# Short task:
Extract every line of the data below that contains the word "noun", treating uppercase and lowercase letters as distinct.

# Entries supplied:
'''

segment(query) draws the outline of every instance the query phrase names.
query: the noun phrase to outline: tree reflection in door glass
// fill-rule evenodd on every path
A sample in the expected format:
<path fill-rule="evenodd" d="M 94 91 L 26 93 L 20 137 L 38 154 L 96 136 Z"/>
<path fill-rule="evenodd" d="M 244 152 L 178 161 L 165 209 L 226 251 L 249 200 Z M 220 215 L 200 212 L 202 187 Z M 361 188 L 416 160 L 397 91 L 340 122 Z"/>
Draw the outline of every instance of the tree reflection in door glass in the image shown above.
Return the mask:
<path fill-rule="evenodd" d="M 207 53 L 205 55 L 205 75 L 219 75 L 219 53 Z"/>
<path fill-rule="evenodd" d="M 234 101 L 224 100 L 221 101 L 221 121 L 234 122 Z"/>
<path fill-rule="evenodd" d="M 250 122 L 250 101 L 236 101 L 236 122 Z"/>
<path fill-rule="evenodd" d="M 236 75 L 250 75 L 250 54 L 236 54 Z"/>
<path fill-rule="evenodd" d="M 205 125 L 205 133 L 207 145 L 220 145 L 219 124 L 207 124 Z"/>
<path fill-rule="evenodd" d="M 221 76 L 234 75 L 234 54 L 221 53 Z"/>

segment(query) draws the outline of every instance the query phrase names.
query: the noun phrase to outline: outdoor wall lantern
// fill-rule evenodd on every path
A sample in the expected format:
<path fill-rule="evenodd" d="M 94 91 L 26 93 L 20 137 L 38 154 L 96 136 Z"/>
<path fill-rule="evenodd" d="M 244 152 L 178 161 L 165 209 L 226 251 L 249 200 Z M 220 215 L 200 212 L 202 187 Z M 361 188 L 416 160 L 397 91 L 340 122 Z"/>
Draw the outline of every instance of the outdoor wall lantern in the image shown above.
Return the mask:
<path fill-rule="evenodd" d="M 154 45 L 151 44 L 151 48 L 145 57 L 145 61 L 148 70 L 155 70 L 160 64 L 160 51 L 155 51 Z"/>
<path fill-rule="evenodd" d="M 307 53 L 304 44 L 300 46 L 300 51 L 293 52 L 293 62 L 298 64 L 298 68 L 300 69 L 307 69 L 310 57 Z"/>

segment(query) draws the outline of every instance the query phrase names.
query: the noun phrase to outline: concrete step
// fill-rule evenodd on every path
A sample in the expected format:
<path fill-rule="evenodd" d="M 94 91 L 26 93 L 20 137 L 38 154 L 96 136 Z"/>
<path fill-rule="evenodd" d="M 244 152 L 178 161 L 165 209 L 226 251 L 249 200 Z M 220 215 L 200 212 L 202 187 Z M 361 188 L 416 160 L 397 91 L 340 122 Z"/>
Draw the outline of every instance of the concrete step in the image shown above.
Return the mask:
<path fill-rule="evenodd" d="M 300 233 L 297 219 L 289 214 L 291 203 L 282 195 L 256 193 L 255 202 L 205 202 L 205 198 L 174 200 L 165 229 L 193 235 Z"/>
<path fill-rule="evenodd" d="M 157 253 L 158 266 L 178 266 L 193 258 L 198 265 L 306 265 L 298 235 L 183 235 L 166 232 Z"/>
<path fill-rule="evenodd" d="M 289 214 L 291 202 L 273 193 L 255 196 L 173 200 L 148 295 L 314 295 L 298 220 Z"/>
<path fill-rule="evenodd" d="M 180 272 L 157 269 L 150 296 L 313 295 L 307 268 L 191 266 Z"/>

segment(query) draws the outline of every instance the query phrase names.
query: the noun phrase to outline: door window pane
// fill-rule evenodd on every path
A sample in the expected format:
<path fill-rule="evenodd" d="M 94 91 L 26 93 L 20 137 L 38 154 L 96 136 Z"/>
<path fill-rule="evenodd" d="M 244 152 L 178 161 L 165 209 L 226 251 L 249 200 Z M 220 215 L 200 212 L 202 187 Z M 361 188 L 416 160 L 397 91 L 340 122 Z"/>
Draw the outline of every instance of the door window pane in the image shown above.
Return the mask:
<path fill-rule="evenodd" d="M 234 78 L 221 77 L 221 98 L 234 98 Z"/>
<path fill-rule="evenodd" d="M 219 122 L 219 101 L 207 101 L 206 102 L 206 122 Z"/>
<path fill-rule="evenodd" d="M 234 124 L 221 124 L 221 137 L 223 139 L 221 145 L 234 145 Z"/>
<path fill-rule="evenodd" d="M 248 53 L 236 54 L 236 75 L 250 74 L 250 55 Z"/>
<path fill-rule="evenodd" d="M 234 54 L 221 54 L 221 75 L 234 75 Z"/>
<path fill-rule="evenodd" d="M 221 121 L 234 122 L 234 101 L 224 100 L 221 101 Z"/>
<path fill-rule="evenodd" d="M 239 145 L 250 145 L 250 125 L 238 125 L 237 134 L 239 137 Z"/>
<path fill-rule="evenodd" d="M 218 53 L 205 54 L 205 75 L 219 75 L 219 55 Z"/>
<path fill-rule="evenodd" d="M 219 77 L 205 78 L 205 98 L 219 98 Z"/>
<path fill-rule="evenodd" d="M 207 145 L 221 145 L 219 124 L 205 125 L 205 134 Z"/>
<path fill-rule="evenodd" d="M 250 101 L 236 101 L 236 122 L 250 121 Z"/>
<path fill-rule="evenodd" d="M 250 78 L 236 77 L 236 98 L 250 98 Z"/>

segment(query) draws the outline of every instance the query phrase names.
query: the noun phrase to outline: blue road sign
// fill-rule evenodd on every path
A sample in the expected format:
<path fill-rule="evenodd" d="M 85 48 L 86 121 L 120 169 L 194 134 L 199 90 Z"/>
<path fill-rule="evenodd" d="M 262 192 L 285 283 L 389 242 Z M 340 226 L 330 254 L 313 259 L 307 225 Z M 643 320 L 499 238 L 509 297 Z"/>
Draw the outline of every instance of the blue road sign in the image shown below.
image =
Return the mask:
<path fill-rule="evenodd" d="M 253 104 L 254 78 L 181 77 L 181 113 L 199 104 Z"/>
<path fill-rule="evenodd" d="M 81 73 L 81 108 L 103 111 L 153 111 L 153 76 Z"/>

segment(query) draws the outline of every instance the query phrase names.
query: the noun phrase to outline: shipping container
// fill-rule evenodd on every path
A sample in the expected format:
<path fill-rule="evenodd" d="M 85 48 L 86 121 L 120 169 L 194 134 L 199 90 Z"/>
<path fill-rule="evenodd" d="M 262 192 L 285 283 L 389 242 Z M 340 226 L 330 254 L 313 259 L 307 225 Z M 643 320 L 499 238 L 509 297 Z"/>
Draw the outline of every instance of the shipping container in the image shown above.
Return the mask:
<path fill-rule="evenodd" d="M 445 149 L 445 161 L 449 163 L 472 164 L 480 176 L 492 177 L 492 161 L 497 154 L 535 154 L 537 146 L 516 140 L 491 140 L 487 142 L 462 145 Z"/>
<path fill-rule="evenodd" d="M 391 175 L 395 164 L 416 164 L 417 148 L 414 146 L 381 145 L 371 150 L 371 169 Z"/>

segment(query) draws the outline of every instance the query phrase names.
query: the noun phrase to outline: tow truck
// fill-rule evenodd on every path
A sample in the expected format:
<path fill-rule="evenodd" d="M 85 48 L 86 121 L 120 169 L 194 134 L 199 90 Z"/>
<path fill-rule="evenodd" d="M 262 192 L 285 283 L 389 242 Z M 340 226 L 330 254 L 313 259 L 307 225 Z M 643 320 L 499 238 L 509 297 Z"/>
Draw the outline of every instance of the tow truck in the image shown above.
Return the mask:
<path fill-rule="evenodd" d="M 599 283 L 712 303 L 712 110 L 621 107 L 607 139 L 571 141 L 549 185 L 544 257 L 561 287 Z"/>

'''

# Written reply:
query: the noun phrase to outline: tree reflection in door glass
query: the noun phrase to outline: outdoor wall lantern
query: the noun phrase to outline: concrete step
query: the noun phrase to outline: door window pane
query: the noun phrase to outline: blue road sign
query: the noun phrase to outline: shipping container
query: the noun phrase to outline: tow truck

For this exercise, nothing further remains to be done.